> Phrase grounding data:
* * *

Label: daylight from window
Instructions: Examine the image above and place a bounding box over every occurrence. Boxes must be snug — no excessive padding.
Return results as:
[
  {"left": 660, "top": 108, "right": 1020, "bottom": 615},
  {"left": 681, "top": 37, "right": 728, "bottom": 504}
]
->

* * *

> What is required:
Down to the last character, restate every record.

> The answer:
Label: daylight from window
Instructions: Examine the image above and place a bounding box over every occurrence. Boxes must be snug — no excessive padding.
Return results as:
[
  {"left": 660, "top": 108, "right": 1020, "bottom": 615},
  {"left": 681, "top": 37, "right": 728, "bottom": 504}
]
->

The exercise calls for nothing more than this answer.